[SUPPLIED TEXT]:
▼

Abstract: Making Sense of Compassion Fatigue Among Frontline HIV Prevention Workers (Society for Social Work and Research 22nd Annual Conference - Achieving Equal Opportunity, Equity, and Justice)

Making Sense of Compassion Fatigue Among Frontline HIV Prevention Workers

Saturday, January 13, 2018: 4:22 PM
Independence BR G (ML 4) (Marriott Marquis Washington DC)
* noted as presenting author
Rogério Pinto, PhD, LCSW, Associate Professor of Social Work, University of Michigan-Ann Arbor, Ann Arbor, MI
Kiela Crabtree, Graduate Student, University of Michigan-Ann Arbor, Ann Arbor, MI
Rashun Miles, Graduate Student, University of Michigan-Ann Arbor, Ann Arbor, MI
Mary Roach, Program Evaluator, Michigan Department of Health and Human Services, Lansing, MI
Background and Purpose: Many providers – social workers, health educators, nurses – work under stressful conditions and limited resources to assist clients with multiple needs. Providers often experience a severe state of preoccupation with the plight of clients and develop symptoms akin to those of someone facing traumatic stress, namely compassion fatigue (CF). Research on this subject is lacking, even though provider CF symptomatology may have negative implications for how effectively they can treat their clients. This pilot study aims to contextualize CF and uncover the extent of CF in a sample of HIV workers, with an eye toward developing and testing a behavioral intervention to help providers address CF symptoms.

Methods: Sequential mixed methods included surveys with 54 providers in 10 cities (15 agencies) in Michigan and focus groups of nine participants. We recruited community agencies and Health Departments supported by the Michigan Department of Health and Human Services. CF was measured using the 30-item scale, Compassion Satisfaction, Burnout & Compassion Fatigue Secondary Trauma. We calculated descriptive means for CF and subsequently stratified the sample into two groups, [low CF (n=4); high CF (n=5)] and conducted two focus groups to explore new factors influencing CF and contextualize the factors indicated by the CF measurement. Focus groups were recorded and transcribed verbatim. Questions aimed to uncover data about provider description of and how they address CF symptoms. Participants were also asked about acceptability of and content for future training. Drawing on Job Characteristics Theory, independent researchers coded the data for themes across the two focus groups, using NVIVO software, to capture how job roles and resources influenced CF.

▲

Write out the passage of the abstract on compassion fatigue starting at "Abstract: Making Sense" and ending at "Equity, and Justice)", substituting "Community" for "Frontline". Draw only on the abstract on compassion fatigue.

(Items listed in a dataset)

▼

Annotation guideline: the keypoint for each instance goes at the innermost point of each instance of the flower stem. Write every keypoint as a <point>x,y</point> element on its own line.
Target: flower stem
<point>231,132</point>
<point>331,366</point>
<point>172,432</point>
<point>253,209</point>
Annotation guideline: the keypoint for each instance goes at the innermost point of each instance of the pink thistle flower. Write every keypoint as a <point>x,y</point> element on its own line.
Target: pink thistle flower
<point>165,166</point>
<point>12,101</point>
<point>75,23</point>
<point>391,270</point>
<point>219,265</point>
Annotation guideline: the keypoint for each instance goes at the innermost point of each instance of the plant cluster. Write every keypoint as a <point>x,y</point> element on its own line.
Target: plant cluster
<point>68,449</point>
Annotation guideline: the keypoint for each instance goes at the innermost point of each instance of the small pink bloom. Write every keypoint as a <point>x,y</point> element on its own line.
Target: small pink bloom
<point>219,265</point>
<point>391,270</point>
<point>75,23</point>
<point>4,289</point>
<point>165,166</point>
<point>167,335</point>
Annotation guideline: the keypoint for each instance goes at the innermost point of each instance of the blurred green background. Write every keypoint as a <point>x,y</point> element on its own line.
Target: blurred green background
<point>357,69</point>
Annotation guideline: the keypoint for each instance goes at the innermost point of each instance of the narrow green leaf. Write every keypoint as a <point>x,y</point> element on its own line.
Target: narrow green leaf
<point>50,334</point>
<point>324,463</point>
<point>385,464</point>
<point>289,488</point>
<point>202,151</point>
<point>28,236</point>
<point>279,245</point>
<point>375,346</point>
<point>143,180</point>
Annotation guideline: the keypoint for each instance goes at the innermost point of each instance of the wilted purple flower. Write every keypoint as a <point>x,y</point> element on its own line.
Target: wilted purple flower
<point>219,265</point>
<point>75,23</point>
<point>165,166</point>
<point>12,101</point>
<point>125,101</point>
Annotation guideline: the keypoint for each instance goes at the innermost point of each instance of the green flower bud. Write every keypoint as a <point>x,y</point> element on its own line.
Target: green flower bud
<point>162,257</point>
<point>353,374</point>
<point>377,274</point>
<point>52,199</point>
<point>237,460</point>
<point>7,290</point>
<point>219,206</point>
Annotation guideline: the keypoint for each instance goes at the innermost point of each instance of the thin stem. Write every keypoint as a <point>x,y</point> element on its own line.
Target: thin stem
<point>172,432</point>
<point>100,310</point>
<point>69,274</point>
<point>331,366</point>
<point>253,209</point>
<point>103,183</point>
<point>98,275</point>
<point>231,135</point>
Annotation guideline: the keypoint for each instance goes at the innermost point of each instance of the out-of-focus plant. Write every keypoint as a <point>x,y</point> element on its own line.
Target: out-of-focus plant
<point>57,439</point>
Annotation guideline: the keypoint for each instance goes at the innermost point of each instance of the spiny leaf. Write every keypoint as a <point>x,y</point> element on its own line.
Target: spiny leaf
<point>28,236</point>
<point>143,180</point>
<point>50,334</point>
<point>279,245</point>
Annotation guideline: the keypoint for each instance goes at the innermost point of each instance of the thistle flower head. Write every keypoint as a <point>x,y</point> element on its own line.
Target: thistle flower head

▲

[RESPONSE BOX]:
Abstract: Making Sense of Compassion Fatigue Among Community HIV Prevention Workers (Society for Social Work and Research 22nd Annual Conference - Achieving Equal Opportunity, Equity, and Justice)